=== Work item ===
The listing below holds a line with "Target: lower tier roof" and a line with "the red wooden". Reproduce those two lines exactly, plus everything between them.

=== Exercise material ===
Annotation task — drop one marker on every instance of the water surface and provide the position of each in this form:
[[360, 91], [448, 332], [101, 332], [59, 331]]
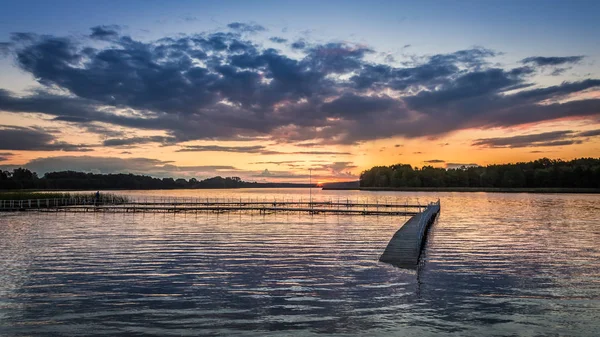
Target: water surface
[[495, 264]]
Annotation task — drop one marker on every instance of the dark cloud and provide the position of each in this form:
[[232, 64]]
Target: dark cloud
[[149, 166], [277, 39], [316, 153], [590, 133], [545, 139], [138, 140], [34, 139], [246, 27], [552, 61], [298, 44], [105, 32], [218, 148], [4, 156], [5, 48], [222, 86], [280, 162], [459, 165]]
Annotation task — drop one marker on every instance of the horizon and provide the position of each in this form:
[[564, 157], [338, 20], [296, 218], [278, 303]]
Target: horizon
[[267, 92]]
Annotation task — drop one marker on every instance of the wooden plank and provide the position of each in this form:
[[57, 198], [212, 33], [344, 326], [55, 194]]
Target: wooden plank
[[404, 249]]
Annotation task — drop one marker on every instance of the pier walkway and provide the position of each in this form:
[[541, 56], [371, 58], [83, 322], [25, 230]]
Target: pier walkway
[[182, 205], [404, 249]]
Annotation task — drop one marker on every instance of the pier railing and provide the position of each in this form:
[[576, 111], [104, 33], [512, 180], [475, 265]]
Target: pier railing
[[425, 217], [187, 204]]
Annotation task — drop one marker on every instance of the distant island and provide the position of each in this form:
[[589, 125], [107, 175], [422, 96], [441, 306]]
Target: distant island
[[21, 178], [542, 175]]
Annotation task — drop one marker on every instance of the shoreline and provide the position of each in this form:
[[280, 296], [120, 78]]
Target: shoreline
[[470, 189]]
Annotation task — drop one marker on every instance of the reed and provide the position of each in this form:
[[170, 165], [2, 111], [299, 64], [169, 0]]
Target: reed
[[91, 197]]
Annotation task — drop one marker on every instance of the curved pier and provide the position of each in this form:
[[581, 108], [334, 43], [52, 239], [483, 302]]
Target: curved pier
[[404, 249]]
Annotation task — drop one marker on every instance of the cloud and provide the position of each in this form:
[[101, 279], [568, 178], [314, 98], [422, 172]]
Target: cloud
[[154, 167], [34, 139], [138, 140], [279, 162], [105, 32], [459, 165], [218, 148], [246, 27], [552, 61], [298, 44], [590, 133], [545, 139], [277, 39], [224, 86], [4, 156]]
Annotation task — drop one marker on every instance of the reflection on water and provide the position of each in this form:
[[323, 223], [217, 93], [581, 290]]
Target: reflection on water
[[504, 264]]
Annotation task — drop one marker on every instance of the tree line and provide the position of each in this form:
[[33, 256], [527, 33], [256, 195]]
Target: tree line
[[577, 173], [21, 178]]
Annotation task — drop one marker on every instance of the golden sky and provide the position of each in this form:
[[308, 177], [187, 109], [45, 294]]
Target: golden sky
[[268, 101]]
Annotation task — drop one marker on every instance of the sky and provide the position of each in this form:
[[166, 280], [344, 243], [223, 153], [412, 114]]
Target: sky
[[282, 90]]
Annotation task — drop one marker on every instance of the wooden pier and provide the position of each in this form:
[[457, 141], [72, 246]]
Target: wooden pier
[[404, 249], [191, 205]]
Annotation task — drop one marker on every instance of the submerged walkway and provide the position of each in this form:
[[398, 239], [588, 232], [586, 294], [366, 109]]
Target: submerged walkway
[[188, 205], [404, 249]]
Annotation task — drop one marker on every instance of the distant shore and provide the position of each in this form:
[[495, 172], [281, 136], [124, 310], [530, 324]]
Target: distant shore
[[469, 189]]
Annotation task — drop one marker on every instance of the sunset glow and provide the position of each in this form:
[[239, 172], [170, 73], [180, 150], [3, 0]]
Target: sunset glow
[[267, 91]]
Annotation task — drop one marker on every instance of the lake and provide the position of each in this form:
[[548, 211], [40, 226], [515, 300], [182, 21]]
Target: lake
[[494, 264]]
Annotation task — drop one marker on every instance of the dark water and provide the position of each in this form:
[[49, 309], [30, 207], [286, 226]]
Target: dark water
[[495, 264]]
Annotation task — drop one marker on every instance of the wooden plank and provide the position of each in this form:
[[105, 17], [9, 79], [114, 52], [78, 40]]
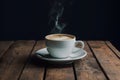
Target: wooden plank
[[60, 72], [34, 69], [88, 68], [12, 63], [4, 45], [107, 59], [113, 49]]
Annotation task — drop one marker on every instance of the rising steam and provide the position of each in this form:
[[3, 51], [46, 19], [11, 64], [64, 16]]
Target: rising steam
[[55, 17]]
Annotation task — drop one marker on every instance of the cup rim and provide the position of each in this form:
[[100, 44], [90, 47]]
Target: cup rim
[[72, 37]]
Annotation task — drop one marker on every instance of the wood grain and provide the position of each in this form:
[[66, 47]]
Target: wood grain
[[59, 73], [4, 45], [88, 68], [12, 63], [107, 59], [113, 49], [34, 69]]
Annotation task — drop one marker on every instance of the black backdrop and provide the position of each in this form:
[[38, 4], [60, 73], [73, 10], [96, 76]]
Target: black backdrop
[[87, 19]]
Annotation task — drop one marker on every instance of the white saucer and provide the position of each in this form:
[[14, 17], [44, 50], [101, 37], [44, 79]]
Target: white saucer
[[76, 55]]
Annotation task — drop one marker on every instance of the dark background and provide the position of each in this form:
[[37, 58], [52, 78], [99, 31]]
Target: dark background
[[87, 19]]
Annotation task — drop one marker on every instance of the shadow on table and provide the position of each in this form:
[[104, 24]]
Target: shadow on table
[[41, 63]]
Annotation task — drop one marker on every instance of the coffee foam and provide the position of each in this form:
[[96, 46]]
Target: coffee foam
[[60, 37]]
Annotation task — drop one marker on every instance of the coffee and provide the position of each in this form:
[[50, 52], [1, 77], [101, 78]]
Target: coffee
[[60, 37]]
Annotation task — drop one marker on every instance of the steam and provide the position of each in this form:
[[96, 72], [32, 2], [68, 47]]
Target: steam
[[56, 17]]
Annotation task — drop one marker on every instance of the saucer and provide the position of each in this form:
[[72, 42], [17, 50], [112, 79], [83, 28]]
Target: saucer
[[77, 54]]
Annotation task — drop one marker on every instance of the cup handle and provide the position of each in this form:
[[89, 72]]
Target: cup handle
[[80, 42]]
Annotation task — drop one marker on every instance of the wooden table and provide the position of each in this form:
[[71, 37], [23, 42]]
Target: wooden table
[[17, 62]]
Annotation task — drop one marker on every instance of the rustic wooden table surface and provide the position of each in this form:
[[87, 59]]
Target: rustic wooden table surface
[[17, 62]]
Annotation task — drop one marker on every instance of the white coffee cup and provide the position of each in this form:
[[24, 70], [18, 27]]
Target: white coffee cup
[[61, 45]]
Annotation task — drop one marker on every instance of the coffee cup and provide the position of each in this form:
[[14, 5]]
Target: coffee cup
[[61, 45]]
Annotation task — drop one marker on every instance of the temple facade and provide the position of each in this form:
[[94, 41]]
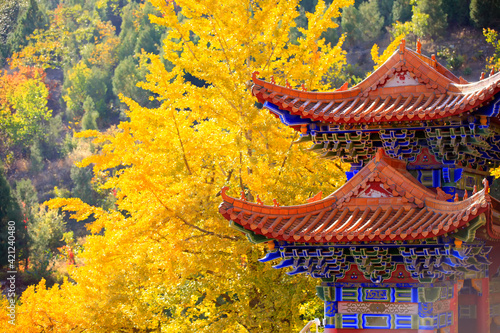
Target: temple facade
[[410, 243]]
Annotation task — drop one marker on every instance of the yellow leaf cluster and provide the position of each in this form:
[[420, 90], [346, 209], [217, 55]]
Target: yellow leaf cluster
[[165, 259]]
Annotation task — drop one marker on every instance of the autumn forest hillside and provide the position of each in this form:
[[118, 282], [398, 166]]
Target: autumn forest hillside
[[121, 120]]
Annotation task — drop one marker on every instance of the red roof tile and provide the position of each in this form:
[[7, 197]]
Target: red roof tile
[[362, 210], [407, 85]]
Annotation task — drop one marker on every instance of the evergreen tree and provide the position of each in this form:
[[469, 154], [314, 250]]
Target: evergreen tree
[[127, 75], [385, 7], [90, 115], [10, 211], [458, 12], [401, 11], [29, 20], [485, 13], [429, 18]]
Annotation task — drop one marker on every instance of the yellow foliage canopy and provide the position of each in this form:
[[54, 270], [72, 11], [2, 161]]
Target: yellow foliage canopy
[[165, 260]]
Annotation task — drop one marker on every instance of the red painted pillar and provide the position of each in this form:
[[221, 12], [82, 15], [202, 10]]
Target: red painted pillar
[[483, 307], [454, 308]]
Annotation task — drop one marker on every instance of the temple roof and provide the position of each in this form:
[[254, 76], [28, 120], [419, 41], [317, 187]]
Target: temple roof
[[382, 202], [408, 86]]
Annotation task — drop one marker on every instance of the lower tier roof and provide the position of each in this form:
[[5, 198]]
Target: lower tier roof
[[382, 202]]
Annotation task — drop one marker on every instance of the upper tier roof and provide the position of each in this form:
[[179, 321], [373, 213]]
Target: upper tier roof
[[408, 86], [382, 202]]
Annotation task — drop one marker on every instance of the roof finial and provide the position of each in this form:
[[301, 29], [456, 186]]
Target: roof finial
[[344, 87], [259, 201], [223, 191], [486, 185]]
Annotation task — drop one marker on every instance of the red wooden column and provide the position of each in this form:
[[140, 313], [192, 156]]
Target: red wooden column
[[483, 307], [454, 306]]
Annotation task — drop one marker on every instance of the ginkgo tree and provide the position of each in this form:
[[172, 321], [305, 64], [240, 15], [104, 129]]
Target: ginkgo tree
[[165, 260]]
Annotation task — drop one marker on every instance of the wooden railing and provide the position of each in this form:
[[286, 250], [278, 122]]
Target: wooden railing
[[307, 328]]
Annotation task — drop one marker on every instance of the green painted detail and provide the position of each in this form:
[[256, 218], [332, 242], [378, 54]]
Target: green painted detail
[[468, 234], [495, 188], [431, 295], [304, 138], [326, 293], [320, 292], [252, 236]]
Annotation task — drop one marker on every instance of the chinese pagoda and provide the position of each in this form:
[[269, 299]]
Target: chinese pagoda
[[410, 243]]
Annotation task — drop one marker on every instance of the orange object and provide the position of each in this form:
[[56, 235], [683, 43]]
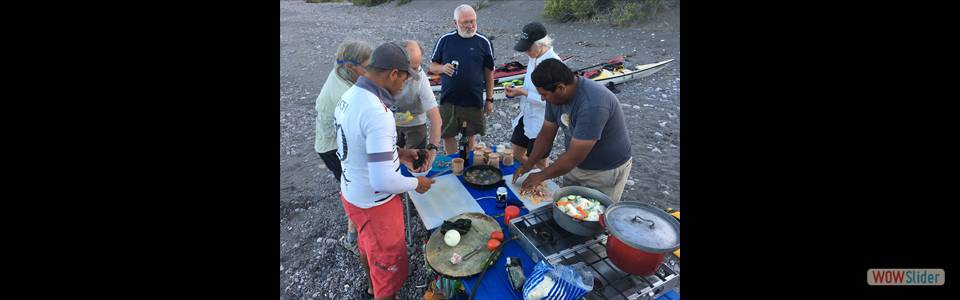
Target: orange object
[[512, 211], [492, 244], [497, 235]]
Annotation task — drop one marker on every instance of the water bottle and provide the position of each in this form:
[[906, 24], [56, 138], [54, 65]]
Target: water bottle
[[501, 197]]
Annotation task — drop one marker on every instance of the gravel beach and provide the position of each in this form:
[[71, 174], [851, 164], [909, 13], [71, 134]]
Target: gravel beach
[[312, 264]]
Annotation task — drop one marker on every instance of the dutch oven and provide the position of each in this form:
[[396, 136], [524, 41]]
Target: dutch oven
[[571, 224], [640, 236]]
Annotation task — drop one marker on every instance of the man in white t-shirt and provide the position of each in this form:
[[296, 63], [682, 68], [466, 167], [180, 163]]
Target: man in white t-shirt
[[371, 181], [526, 126]]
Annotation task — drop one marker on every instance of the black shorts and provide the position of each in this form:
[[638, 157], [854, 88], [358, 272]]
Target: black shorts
[[332, 162], [520, 139]]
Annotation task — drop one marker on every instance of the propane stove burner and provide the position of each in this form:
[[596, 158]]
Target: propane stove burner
[[541, 237]]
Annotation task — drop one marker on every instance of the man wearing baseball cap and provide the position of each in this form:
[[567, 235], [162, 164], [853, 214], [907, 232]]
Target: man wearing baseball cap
[[526, 125], [371, 182]]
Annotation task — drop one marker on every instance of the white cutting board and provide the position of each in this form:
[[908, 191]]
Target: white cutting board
[[446, 198], [515, 188]]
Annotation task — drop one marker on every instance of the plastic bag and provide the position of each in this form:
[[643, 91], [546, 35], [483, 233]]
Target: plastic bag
[[557, 282]]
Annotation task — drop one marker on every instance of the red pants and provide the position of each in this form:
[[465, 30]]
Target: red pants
[[380, 236]]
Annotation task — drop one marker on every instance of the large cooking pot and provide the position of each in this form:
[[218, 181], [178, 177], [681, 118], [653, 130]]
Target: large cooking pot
[[571, 224], [641, 236]]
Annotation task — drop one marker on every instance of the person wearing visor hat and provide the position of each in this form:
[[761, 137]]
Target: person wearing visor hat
[[526, 125], [371, 182]]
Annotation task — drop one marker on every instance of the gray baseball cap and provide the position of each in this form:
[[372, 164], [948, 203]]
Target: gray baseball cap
[[391, 55]]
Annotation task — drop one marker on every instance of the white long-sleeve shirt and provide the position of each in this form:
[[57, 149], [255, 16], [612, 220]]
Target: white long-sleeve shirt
[[531, 106]]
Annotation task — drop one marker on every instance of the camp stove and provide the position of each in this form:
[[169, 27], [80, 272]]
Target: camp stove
[[540, 237]]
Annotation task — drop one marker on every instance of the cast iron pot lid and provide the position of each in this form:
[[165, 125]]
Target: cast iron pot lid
[[643, 226]]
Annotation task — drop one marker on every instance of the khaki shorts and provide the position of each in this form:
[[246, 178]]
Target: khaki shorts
[[453, 117], [609, 182]]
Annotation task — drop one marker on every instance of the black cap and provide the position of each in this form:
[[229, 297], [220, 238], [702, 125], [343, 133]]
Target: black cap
[[531, 33], [391, 55]]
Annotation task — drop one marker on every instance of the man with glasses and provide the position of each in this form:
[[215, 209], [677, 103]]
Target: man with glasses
[[415, 105], [371, 182], [462, 84], [597, 145]]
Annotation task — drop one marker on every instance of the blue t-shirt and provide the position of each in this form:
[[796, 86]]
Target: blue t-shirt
[[594, 114], [473, 54]]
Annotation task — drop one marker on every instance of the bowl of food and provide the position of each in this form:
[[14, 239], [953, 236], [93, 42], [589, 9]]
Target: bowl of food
[[482, 176], [578, 209]]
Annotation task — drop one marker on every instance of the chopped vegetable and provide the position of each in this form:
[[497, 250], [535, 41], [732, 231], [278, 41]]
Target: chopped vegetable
[[497, 235], [581, 208], [492, 244]]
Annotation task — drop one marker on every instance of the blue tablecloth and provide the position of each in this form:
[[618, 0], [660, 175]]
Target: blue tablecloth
[[495, 284]]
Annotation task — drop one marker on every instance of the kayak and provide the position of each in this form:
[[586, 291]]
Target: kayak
[[505, 72], [606, 75]]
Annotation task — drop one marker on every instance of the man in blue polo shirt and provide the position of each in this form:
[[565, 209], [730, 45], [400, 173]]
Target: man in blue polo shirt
[[461, 92], [598, 151]]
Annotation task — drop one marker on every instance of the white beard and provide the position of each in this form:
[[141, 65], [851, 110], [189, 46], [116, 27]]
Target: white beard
[[467, 36]]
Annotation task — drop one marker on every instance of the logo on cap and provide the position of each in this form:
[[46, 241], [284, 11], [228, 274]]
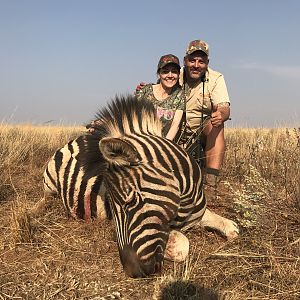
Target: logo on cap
[[197, 45]]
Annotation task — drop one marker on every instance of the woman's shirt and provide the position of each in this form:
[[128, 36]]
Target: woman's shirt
[[165, 108]]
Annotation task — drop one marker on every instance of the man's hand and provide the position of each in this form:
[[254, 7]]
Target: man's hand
[[139, 86], [220, 114]]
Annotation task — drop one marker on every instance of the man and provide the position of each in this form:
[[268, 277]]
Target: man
[[207, 108]]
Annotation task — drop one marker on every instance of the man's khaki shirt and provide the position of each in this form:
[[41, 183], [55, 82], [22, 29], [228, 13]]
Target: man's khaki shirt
[[199, 106]]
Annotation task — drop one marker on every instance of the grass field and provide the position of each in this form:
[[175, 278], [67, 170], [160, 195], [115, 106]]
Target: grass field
[[52, 257]]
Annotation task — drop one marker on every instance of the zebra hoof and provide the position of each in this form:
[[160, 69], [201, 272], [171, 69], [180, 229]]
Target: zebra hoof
[[177, 248], [232, 231]]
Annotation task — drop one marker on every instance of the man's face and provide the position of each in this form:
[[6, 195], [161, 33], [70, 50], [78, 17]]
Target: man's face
[[196, 65]]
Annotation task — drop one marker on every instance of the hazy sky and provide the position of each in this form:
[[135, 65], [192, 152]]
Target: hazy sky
[[62, 60]]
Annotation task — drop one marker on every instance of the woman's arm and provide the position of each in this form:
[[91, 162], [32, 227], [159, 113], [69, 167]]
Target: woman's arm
[[175, 124]]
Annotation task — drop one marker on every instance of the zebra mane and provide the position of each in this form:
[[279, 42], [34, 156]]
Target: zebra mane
[[126, 115]]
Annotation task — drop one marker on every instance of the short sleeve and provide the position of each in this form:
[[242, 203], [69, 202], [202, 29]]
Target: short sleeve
[[219, 93]]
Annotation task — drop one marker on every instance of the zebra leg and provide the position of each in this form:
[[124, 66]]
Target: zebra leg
[[177, 248], [226, 227]]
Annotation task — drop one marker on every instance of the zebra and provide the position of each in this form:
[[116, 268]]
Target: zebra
[[126, 171]]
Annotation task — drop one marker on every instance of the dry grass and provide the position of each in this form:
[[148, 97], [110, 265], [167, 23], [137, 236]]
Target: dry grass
[[51, 257]]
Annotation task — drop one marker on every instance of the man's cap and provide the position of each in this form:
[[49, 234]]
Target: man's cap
[[168, 59], [197, 45]]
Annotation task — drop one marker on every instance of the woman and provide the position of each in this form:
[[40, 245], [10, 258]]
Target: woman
[[167, 95]]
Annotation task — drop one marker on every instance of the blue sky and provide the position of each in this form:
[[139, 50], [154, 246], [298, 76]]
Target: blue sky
[[62, 60]]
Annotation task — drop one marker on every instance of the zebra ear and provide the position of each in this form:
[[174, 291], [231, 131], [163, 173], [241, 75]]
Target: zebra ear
[[119, 152]]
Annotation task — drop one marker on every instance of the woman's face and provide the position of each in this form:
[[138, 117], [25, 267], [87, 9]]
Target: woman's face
[[168, 75]]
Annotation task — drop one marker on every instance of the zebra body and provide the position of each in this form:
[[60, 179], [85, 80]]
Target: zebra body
[[148, 184]]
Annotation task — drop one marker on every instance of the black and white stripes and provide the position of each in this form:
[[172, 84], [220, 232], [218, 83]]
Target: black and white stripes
[[127, 170]]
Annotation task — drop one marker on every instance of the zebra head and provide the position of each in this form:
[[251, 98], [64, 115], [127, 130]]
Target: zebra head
[[141, 182], [144, 198]]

=== Task answer ===
Target: lower tier roof
[[382, 202]]
Annotation task — drop one marker on every instance of the upper tier roof and provide the position of each in this form:
[[179, 321], [373, 213]]
Target: upper tier roof
[[408, 86], [382, 202]]
Annotation task — drop one marker on every instance of the roof finial and provide the position of each in this form:
[[301, 29], [456, 186]]
Target: roof finial
[[344, 87], [259, 201], [223, 191], [486, 185]]
Annotation task — drop one marker on every instance of the red wooden column and provide the position of each in this form:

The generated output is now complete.